DO THIS - Pick out every line in the entries below that contains the word "young", and copy each of those lines.

Shape labeling records:
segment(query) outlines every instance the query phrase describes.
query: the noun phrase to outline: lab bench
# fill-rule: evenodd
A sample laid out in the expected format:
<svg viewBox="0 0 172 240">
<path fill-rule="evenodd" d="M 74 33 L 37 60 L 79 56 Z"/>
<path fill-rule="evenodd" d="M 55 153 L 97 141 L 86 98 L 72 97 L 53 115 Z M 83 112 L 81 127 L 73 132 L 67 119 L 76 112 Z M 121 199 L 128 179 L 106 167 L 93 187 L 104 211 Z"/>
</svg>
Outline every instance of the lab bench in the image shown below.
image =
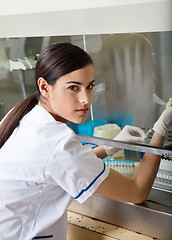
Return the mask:
<svg viewBox="0 0 172 240">
<path fill-rule="evenodd" d="M 80 217 L 78 217 L 79 215 L 77 216 L 78 221 L 77 219 L 73 221 L 73 216 L 71 217 L 72 215 L 71 212 L 74 212 L 75 214 L 80 215 Z M 97 239 L 129 240 L 130 239 L 129 237 L 122 238 L 123 236 L 125 236 L 125 234 L 123 235 L 123 232 L 126 232 L 126 234 L 127 233 L 131 234 L 130 232 L 127 232 L 127 229 L 132 231 L 132 234 L 133 234 L 133 238 L 131 238 L 132 240 L 134 239 L 171 240 L 172 239 L 172 208 L 162 204 L 154 203 L 149 200 L 145 201 L 145 203 L 143 204 L 136 205 L 136 204 L 112 200 L 98 194 L 93 194 L 83 204 L 79 204 L 76 200 L 74 200 L 68 208 L 68 214 L 69 214 L 68 216 L 69 232 L 72 231 L 71 229 L 73 228 L 74 233 L 72 234 L 75 234 L 75 231 L 76 231 L 78 232 L 76 234 L 82 235 L 84 232 L 84 234 L 88 233 L 89 236 L 91 235 L 95 236 L 96 240 Z M 82 218 L 81 215 L 82 217 L 83 216 L 85 217 Z M 82 219 L 84 219 L 84 221 Z M 93 220 L 95 222 L 93 222 Z M 88 226 L 91 226 L 90 224 L 93 224 L 93 223 L 98 224 L 101 222 L 103 222 L 102 224 L 106 223 L 107 224 L 106 226 L 108 226 L 108 229 L 111 229 L 108 231 L 114 234 L 113 238 L 109 232 L 106 234 L 103 232 L 99 232 L 99 235 L 101 235 L 101 237 L 96 238 L 95 232 L 100 230 L 100 228 L 97 228 L 97 230 L 90 227 L 88 228 Z M 87 230 L 87 233 L 86 233 L 86 230 Z M 119 234 L 120 231 L 121 231 L 121 235 Z M 143 238 L 141 238 L 142 235 L 144 236 Z M 149 238 L 146 236 L 149 236 Z M 84 240 L 82 236 L 80 238 L 71 237 L 68 240 L 73 240 L 73 239 Z M 92 238 L 90 237 L 86 239 L 87 240 L 94 239 L 94 237 Z"/>
<path fill-rule="evenodd" d="M 130 231 L 97 219 L 68 211 L 67 240 L 153 240 L 155 238 Z"/>
</svg>

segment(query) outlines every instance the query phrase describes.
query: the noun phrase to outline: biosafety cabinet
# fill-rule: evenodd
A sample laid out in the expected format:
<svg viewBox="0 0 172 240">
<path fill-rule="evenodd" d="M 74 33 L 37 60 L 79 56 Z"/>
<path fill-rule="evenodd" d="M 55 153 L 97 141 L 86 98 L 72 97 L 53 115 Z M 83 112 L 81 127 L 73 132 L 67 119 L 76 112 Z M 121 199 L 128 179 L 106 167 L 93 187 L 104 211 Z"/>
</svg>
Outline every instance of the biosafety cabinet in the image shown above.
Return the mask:
<svg viewBox="0 0 172 240">
<path fill-rule="evenodd" d="M 35 91 L 35 62 L 44 47 L 66 41 L 86 50 L 94 62 L 93 103 L 85 125 L 69 126 L 90 147 L 103 141 L 92 137 L 100 122 L 120 128 L 131 124 L 147 132 L 145 145 L 126 144 L 122 155 L 103 160 L 128 177 L 144 152 L 155 151 L 162 155 L 162 162 L 143 204 L 94 194 L 82 205 L 73 201 L 69 209 L 158 239 L 171 239 L 172 129 L 162 149 L 150 149 L 148 143 L 150 129 L 172 97 L 172 3 L 56 2 L 35 8 L 32 1 L 27 8 L 20 2 L 9 9 L 6 1 L 0 10 L 0 119 Z"/>
</svg>

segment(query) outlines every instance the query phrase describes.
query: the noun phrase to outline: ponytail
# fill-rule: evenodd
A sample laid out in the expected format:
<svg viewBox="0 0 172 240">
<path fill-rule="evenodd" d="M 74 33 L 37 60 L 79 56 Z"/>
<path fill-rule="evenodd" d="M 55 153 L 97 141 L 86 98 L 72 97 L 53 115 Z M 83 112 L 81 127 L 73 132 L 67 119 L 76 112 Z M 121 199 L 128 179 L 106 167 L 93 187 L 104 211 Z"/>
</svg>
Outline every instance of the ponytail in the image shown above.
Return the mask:
<svg viewBox="0 0 172 240">
<path fill-rule="evenodd" d="M 20 120 L 38 104 L 40 93 L 37 91 L 30 97 L 19 102 L 0 124 L 0 148 L 8 140 Z"/>
</svg>

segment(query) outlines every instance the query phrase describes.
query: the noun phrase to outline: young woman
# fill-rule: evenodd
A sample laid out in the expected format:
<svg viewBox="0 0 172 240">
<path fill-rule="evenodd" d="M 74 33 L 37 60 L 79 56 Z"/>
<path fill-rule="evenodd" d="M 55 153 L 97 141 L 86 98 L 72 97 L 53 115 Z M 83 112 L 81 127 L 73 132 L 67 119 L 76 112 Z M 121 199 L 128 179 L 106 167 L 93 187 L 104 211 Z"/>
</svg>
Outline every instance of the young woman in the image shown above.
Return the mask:
<svg viewBox="0 0 172 240">
<path fill-rule="evenodd" d="M 145 154 L 134 176 L 126 178 L 101 160 L 117 149 L 99 146 L 93 152 L 66 125 L 83 123 L 90 109 L 95 80 L 85 51 L 69 43 L 50 45 L 37 60 L 35 79 L 38 91 L 17 104 L 0 125 L 2 240 L 31 240 L 38 235 L 64 240 L 67 207 L 73 198 L 83 203 L 96 192 L 143 202 L 159 167 L 159 156 Z M 154 125 L 151 145 L 163 145 L 171 124 L 169 106 Z M 144 138 L 145 133 L 132 126 L 116 137 L 132 142 Z"/>
</svg>

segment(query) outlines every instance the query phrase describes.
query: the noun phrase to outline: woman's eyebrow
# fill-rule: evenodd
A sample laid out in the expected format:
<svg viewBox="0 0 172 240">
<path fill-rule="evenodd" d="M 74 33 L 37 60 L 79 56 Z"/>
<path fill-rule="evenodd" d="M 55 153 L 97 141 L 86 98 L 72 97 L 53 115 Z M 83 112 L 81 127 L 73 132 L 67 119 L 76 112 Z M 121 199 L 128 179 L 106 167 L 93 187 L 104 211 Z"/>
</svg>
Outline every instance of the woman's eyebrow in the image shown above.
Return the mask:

EXERCISE RESPONSE -
query: the noun phrase to outline: young woman
Outline every instance of the young woman in the image shown above.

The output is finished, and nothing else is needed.